:: CONSIGNES ::
1. Réécrivez le passage du texte sur le rugby mexicain de « Quant au rugby, ça » à « recherche de joueuses. », en remplaçant « Mexico » par « Ciudad de México ».
2. Répondez, s'il vous plaît, à ces questions sur le texte sur le rugby mexicain :
(a) En quelle année a-t-on joué au rugby pour la première fois à Mexico ?
(b) Quel club a incorporé Fernanda Vázquez en 2016 ?
(c) Quelles études Fernanda Vázquez suivait-elle à l'ITAM ?

Depuis le temps des Aztèques, le Mexique a su développer une relation forte avec le sport, sous toutes ses formes. L'une des plus anciennes disciplines est le tlachtli, un mélange de tennis, de football et de basket dans lequel on ne joue ni avec les bras, ni avec les pieds et qu'au bout du compte le capitaine peut être sacrifié.

Les Aztèques jouaient aussi au ulama dans le but de résoudre les conflits – de territoire, entre tributs, les différends commerciaux... - mais sans avoir recours à l'extrême violence.

Quant au rugby, ça lui a pris un certain temps à s'implanter dans cette terre du milieu des Amériques. La première fois qu'on y a joué à Mexico, c'était en 1930. Et aujourd'hui, le rugby est en plein boom dans ce pays de 125 millions d'habitants, même si le foot, le baseball et autres sports américains restent en tête des préférences.

Fernanda Vázquez n'était pas spécialement intéressée par le sport à l'origine. Elle a eu son premier contact avec le ballon ovale alors qu'elle était pom-pom girl à l'université de Monterrey. Son deuxième vrai contact, elle l'a eu à l'ITAM de Mexico (Instituto Tecnológico Autónomo de México) en 2013 alors qu'elle suivait des études en sciences politiques. L'université voulait monter sa toute première équipe féminine de rugby et était à la recherche de joueuses.

« Je n'avais aucune idée de ce qu'était le rugby. Je me suis renseignée et j'ai vu que c'était un sport violent », explique-telle. « Mes amis m'ont convaincu d'essayer. C'était dur au début parce que je n'avais jamais pratiqué de sport avec ballon avant. Mais je m'étais demandé pourquoi les filles aussi ne joueraient pas à des sports de contact. »

Trouver sa place

Fernanda Vázquez a vite compris qu'il y avait des différences entre le rugby pratiqué par les garçons et le rugby pratiqué par les filles, même si les deux sexes y avaient leur place.

« J'ai tout de suite vu la différence qu'il peut y avoir dans le sport et qu'on n'a pas toujours les mêmes chances », dit-elle. « Le rugby s'est progressivement imposé, mais c'est un combat de tous les instants. Nous sommes plus reconnues aujourd'hui.

« Le rugby m'a donné ma chance et j'adore. Je me suis entraînée avec sérieux et j'ai été incorporée chez les Wallabies en 2016 – le plus gros club de Mexico – même si l'équipe féminine n'était pas complètement en place. On avait plus l'impression d'être une œuvre de bienfaisance et nous n'étions pas prises au sérieux. J'ai compris à ce moment-là que pour être prises au sérieux il fallait que l'on remplisse des devoirs et qu'on décroche des trophées. »

Construire des bases solides

Un autre club, dans le comté de Polanco, a commencé à s'intéresser de près à Fernanda, voyant combien elle s'entraînait dur, et lui a proposé une place dans son comité.

:: MATÉRIEL FOURNI ::
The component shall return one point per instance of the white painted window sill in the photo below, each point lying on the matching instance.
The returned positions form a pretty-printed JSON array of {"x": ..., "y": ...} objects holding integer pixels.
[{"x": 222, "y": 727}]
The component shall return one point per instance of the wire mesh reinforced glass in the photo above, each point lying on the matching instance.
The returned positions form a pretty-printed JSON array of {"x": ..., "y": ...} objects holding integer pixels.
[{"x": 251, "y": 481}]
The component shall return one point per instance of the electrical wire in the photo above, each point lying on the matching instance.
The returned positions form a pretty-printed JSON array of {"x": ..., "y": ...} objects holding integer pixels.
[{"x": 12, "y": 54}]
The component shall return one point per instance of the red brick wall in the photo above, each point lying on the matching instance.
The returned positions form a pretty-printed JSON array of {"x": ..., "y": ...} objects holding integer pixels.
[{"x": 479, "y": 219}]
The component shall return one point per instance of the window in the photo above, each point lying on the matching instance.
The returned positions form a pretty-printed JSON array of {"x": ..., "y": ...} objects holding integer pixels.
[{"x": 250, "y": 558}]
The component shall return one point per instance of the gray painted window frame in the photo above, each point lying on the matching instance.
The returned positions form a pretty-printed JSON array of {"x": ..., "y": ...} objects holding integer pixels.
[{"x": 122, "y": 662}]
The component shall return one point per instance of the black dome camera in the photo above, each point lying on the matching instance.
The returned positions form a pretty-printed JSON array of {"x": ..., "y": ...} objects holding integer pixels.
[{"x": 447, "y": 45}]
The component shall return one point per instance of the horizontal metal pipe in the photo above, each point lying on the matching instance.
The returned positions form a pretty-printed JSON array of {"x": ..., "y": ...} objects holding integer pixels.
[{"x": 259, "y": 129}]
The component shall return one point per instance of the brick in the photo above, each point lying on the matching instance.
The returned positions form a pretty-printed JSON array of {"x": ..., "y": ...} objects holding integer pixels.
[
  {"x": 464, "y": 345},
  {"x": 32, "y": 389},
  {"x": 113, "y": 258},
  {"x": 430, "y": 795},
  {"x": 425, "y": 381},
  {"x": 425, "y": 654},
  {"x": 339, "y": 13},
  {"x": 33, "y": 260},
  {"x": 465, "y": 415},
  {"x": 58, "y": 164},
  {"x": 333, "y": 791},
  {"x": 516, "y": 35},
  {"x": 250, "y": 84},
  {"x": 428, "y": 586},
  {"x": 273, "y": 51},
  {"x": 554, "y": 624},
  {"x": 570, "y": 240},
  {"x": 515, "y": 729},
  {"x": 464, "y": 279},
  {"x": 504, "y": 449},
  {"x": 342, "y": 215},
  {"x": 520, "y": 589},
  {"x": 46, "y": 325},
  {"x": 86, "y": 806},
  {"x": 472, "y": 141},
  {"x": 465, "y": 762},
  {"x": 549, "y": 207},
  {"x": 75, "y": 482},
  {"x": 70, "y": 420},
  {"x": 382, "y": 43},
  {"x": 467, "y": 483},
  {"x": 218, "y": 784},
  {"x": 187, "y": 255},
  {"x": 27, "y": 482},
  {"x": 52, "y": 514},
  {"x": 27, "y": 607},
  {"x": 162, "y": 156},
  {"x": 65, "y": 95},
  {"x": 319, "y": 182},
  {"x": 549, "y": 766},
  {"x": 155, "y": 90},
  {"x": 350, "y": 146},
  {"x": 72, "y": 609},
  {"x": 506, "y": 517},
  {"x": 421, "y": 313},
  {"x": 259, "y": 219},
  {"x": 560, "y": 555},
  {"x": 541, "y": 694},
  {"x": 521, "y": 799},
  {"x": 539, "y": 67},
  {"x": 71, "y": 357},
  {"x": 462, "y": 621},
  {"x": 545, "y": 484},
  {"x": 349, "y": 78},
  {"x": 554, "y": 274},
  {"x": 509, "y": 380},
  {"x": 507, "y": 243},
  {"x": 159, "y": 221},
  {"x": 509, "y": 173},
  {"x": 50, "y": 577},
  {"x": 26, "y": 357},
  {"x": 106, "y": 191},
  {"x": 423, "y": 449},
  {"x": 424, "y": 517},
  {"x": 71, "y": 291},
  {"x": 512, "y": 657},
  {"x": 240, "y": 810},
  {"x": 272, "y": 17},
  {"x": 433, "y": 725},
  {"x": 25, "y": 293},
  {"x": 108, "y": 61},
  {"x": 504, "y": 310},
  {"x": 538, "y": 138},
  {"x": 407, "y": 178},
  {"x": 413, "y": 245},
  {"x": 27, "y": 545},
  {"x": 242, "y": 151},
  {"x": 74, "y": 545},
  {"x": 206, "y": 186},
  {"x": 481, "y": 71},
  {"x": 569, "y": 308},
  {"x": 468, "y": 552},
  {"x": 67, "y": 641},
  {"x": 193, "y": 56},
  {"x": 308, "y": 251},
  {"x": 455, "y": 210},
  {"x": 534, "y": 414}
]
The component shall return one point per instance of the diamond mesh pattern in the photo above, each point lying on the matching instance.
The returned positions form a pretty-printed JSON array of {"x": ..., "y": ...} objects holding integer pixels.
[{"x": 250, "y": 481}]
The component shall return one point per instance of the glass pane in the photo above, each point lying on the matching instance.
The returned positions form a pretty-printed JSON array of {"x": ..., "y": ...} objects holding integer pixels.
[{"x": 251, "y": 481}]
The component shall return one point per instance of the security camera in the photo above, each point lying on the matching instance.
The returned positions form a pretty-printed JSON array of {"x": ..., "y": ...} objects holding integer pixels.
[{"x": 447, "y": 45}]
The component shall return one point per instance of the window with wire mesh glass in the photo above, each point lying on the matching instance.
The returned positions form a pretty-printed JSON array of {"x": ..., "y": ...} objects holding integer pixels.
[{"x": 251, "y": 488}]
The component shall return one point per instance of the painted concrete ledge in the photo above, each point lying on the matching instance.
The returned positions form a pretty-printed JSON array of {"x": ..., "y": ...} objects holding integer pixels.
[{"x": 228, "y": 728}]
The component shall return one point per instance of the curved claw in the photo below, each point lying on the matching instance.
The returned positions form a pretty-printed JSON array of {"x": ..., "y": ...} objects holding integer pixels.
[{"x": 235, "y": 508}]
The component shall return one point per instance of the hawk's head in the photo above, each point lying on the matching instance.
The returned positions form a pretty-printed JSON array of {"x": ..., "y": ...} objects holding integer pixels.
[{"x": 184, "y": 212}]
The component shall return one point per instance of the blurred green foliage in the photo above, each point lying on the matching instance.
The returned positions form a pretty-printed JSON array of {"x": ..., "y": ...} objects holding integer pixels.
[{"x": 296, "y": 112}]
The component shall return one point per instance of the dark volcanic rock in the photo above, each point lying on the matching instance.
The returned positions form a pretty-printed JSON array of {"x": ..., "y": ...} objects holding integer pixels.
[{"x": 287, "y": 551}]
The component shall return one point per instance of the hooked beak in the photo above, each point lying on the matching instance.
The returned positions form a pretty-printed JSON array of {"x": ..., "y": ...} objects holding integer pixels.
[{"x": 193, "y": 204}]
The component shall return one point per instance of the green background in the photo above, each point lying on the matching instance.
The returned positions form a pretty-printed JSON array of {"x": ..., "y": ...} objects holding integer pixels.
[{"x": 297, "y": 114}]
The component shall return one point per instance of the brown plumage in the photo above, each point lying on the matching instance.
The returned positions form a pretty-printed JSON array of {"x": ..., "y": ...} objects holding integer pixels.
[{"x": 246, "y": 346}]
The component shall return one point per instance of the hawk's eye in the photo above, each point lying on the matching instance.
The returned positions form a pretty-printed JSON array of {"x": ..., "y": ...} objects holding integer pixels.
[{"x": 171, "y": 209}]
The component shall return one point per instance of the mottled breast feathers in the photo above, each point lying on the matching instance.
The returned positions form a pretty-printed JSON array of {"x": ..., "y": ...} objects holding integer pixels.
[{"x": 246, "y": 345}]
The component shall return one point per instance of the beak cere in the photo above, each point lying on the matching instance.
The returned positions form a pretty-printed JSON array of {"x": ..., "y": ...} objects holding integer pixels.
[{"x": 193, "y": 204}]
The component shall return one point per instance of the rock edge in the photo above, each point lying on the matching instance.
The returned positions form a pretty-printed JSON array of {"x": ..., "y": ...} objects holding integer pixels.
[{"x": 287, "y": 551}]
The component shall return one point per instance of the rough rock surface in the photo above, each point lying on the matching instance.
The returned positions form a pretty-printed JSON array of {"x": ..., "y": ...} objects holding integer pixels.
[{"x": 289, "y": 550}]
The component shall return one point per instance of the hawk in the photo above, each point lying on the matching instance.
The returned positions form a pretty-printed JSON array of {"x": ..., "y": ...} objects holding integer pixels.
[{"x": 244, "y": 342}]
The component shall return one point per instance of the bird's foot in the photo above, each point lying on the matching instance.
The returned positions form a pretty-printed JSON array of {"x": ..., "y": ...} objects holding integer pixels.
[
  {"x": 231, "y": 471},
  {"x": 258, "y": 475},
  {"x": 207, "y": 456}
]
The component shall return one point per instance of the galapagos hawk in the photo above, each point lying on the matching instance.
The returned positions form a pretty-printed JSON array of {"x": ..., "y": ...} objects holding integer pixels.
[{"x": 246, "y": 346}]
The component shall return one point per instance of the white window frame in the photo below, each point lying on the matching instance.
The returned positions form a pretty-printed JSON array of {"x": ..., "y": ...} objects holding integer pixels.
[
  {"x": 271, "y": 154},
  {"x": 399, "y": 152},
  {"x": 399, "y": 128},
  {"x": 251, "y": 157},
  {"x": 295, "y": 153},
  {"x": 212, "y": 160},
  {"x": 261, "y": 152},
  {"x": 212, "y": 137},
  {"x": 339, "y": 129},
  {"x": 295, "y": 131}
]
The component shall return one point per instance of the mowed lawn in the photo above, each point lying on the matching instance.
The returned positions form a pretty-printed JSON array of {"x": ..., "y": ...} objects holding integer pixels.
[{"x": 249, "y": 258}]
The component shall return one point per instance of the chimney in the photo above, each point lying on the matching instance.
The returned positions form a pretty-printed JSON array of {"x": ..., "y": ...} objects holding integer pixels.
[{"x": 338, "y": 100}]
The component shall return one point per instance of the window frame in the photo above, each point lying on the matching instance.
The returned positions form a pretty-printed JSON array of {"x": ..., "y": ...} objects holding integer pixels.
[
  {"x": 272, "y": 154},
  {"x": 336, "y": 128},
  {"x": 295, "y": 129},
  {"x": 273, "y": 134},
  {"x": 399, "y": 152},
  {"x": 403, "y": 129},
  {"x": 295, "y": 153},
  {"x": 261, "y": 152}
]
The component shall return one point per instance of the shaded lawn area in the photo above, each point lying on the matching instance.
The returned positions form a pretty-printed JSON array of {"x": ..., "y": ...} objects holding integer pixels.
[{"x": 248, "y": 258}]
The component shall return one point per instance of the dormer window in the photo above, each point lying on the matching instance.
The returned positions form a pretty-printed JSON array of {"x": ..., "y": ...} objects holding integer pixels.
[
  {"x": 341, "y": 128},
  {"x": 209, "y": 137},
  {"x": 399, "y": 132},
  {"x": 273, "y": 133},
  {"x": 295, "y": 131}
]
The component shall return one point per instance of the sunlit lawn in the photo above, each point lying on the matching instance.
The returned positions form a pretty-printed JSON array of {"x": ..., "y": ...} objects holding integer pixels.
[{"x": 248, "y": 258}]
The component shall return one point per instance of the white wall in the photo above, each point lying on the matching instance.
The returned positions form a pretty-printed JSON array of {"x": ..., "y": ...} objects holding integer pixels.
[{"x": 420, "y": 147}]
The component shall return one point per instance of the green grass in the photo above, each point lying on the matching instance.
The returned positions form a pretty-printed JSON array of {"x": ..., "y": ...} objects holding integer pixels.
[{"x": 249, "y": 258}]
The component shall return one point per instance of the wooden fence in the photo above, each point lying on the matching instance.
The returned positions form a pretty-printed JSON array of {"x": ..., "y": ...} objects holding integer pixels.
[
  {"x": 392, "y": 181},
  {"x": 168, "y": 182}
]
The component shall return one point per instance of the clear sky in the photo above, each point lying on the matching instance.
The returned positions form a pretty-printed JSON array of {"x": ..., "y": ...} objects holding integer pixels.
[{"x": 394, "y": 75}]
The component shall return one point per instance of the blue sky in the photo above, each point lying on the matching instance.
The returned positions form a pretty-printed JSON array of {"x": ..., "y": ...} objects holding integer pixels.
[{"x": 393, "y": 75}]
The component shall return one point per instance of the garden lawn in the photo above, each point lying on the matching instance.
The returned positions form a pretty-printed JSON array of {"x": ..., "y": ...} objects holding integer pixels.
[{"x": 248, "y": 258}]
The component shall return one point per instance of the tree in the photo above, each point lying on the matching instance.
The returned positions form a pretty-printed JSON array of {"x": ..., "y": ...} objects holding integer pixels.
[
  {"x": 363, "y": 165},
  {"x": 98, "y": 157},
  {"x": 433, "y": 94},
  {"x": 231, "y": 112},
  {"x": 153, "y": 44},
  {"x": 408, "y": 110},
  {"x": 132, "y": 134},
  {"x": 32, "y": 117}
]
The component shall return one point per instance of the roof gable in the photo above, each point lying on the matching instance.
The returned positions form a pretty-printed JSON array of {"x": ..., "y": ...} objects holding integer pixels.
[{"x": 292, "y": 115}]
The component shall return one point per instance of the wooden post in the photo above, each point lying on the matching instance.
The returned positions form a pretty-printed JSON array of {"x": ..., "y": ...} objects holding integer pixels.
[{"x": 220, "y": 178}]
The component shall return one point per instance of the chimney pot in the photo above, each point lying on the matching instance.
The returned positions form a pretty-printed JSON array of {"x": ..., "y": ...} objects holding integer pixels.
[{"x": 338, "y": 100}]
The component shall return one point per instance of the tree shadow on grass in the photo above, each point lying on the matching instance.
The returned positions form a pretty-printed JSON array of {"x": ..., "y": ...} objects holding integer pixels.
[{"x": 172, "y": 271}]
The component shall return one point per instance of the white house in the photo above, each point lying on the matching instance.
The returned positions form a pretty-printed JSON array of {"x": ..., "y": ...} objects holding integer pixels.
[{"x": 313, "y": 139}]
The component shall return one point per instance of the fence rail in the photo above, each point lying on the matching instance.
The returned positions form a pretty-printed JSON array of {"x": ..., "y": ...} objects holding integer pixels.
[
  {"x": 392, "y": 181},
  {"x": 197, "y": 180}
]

:: CORRIGÉ ::
1.
Quant au rugby, ça lui a pris un certain temps à s'implanter dans cette terre du milieu des Amériques. La première fois qu'on y a joué à Ciudad de México, c'était en 1930. Et aujourd'hui, le rugby est en plein boom dans ce pays de 125 millions d'habitants, même si le foot, le baseball et autres sports américains restent en tête des préférences.

Fernanda Vázquez n'était pas spécialement intéressée par le sport à l'origine. Elle a eu son premier contact avec le ballon ovale alors qu'elle était pom-pom girl à l'université de Monterrey. Son deuxième vrai contact, elle l'a eu à l'ITAM de Ciudad de México (Instituto Tecnológico Autónomo de México) en 2013 alors qu'elle suivait des études en sciences politiques. L'université voulait monter sa toute première équipe féminine de rugby et était à la recherche de joueuses.

2.
(a) En 1930.
(b) Les Wallabies, le plus gros club de Mexico.
(c) Des études en sciences politiques.